*** Supplied material Section Begins ***

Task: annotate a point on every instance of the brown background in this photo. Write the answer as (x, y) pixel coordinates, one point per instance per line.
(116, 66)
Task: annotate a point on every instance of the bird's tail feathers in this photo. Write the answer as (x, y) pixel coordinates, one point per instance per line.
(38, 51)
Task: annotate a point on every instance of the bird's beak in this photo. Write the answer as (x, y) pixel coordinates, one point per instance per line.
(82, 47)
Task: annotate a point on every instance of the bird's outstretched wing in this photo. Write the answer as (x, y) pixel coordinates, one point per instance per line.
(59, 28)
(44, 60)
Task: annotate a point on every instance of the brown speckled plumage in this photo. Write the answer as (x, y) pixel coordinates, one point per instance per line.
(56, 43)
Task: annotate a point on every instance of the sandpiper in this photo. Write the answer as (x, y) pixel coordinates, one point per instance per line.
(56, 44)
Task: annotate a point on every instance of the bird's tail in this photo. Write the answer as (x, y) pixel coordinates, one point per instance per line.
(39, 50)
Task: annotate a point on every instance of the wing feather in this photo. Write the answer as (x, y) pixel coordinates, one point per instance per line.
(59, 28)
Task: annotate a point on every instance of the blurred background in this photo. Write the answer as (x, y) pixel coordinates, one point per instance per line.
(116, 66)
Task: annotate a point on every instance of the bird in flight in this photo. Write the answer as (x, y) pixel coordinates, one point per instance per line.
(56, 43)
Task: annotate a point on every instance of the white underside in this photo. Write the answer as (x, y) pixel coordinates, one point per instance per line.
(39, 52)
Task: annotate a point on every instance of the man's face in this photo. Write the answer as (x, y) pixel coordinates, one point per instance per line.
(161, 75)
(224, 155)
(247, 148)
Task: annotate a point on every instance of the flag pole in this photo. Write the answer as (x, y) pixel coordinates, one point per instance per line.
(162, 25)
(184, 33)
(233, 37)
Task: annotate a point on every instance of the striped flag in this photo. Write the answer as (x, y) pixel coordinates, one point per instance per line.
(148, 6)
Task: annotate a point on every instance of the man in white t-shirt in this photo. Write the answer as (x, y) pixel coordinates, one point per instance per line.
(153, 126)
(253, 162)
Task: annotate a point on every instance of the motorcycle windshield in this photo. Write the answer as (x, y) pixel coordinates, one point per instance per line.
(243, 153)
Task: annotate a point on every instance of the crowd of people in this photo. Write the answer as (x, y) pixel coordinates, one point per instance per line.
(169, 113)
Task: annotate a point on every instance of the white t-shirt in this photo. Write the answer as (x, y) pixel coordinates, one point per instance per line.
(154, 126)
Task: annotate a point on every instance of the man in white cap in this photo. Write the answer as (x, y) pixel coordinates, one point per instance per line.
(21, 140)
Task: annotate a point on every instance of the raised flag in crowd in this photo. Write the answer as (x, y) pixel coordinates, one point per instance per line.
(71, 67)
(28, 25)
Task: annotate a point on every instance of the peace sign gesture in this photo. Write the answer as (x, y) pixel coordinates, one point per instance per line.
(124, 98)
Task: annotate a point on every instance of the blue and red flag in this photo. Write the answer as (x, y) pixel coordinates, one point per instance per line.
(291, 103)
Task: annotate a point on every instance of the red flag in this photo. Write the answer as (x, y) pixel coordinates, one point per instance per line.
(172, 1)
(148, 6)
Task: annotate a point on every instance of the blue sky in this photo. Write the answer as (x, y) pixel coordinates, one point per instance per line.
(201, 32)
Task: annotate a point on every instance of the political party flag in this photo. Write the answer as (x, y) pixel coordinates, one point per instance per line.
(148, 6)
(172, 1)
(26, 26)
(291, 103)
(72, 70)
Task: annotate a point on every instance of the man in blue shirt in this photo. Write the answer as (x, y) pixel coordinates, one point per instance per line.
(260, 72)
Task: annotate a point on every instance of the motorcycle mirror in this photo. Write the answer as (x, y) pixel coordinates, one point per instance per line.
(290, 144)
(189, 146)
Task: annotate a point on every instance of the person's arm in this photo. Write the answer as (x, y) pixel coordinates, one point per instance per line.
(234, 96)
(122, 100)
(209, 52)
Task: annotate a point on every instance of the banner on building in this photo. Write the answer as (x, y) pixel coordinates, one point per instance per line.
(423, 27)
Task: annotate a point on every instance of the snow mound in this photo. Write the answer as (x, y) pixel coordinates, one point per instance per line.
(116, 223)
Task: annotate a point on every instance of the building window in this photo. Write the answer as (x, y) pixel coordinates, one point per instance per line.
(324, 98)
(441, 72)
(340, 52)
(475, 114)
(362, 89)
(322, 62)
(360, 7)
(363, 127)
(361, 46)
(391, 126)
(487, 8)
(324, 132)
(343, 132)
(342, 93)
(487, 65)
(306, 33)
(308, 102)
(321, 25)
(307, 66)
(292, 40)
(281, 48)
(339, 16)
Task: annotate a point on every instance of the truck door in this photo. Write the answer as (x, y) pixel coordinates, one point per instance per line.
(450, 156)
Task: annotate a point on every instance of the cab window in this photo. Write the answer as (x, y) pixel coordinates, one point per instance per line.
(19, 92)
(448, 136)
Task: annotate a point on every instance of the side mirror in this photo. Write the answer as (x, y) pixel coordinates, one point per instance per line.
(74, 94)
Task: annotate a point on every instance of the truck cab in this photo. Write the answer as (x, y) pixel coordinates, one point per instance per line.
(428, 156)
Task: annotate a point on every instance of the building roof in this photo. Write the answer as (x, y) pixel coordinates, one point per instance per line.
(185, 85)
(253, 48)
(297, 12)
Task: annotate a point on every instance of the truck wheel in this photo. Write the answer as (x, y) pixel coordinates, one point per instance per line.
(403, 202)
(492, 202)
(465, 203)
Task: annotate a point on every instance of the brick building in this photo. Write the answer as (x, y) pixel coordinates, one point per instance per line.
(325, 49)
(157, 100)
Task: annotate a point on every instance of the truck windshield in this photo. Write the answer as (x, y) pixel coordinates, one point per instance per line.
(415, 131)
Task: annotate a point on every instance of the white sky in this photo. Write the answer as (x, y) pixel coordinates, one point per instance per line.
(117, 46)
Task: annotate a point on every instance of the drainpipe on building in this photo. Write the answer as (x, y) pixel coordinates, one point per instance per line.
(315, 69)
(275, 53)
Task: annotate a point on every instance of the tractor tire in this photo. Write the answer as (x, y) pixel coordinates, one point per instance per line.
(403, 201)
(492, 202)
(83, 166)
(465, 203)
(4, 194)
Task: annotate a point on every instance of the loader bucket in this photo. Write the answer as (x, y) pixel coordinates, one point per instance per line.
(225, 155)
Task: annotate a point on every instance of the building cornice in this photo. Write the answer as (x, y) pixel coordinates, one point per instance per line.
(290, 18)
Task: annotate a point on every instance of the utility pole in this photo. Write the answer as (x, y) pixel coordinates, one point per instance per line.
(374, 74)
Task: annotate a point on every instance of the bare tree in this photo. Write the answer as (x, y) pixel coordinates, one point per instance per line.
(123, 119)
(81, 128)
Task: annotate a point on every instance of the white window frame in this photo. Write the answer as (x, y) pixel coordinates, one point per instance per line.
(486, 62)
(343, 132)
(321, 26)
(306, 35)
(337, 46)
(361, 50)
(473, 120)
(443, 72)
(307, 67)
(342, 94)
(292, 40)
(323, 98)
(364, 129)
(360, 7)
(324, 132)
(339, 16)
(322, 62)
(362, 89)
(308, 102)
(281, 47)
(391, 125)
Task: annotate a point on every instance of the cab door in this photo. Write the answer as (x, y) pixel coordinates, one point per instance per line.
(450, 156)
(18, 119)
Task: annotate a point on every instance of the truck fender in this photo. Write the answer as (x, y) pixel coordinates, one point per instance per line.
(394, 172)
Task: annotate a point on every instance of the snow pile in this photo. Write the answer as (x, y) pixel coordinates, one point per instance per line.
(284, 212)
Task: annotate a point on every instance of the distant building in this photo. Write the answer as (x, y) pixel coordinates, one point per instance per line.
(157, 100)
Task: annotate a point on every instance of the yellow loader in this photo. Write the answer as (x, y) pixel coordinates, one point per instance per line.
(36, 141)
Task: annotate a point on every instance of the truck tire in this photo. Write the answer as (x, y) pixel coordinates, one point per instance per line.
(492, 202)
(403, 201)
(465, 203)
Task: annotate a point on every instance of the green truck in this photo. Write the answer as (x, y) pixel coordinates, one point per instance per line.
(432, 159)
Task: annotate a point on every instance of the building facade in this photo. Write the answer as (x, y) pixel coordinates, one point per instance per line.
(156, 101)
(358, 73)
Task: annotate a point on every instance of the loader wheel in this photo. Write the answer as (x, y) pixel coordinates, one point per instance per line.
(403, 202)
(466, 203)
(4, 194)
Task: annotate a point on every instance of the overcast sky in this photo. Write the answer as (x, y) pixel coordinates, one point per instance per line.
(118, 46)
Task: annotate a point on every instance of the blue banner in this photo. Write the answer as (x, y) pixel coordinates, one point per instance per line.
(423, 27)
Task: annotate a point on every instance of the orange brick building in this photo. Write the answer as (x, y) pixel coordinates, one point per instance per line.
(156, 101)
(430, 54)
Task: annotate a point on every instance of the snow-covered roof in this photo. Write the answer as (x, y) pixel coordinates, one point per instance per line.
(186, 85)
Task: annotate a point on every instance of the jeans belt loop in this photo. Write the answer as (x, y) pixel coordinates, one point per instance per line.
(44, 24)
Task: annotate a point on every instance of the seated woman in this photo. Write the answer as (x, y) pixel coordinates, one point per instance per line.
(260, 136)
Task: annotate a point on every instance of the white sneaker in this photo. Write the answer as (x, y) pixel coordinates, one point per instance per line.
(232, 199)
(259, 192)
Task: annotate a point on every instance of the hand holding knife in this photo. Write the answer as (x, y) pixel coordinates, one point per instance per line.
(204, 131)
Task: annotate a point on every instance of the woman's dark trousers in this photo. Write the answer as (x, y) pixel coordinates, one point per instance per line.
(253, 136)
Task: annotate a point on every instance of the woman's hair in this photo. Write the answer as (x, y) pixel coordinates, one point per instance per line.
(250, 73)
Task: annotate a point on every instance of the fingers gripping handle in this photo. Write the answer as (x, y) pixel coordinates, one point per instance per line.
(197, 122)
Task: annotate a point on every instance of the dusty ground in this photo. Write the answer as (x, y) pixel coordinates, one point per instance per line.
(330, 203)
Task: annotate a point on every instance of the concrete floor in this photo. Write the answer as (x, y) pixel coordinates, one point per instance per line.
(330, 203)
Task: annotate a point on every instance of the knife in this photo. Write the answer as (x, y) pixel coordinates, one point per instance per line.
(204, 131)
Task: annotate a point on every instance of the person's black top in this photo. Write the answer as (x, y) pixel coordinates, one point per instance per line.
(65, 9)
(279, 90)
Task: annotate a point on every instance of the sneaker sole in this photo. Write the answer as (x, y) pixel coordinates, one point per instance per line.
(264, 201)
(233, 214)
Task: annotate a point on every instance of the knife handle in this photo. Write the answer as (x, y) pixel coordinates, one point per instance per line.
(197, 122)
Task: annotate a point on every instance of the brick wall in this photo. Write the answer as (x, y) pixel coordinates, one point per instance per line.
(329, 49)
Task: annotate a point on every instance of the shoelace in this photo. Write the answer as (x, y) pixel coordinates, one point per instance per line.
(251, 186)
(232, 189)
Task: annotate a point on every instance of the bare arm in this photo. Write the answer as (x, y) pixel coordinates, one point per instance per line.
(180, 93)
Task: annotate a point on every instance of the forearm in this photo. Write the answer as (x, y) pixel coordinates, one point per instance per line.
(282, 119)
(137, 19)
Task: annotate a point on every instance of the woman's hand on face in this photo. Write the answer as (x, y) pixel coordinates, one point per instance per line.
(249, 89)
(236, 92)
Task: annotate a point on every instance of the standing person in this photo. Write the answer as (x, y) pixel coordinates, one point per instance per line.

*** Supplied material Section Ends ***

[Aim of the task] Nothing but the lines from the one containing "Task: annotate a point on every instance of the person's black" through the last line of the data above should be given again, each exactly as it stands.

[Answer]
Task: annotate a point on every instance of the person's black top in this photo. Write the answer as (x, y) pixel coordinates, one point per instance per line.
(65, 9)
(279, 90)
Task: annotate a point on every instance of the sneaker sole in this photo. Write the answer as (x, y) pixel coordinates, one point per instance per line.
(264, 201)
(233, 214)
Task: annotate a point on every instance of the knife handle in this photo. Write the answer as (x, y) pixel coordinates, one point per instance per line.
(197, 122)
Task: annotate a point on every instance of the brick wall in this photo. Write the answer as (x, y) pixel coordinates, one point per instance per line.
(329, 49)
Task: annotate a point on every instance of the shoelace in this photo. Write the answer as (x, y) pixel coordinates, one point per instance per line.
(251, 186)
(232, 189)
Task: annotate a point on every instance of the bare arm in this photo. Write the answer as (x, y) pixel coordinates, one point per instance per line.
(180, 93)
Task: annotate a point on every instance of the forearm in this photo. Write the answer as (x, y) pixel coordinates, one point per instance per line.
(282, 119)
(137, 19)
Task: annotate a point on every instance of the woman's hand on face in this photo. Write the answer as (x, y) pixel coordinates, one point per instance per line.
(249, 89)
(236, 92)
Task: annotate a point on every instance of the standing person in this photo. Write the answer as (x, y) pixel coordinates, one point per instance per line.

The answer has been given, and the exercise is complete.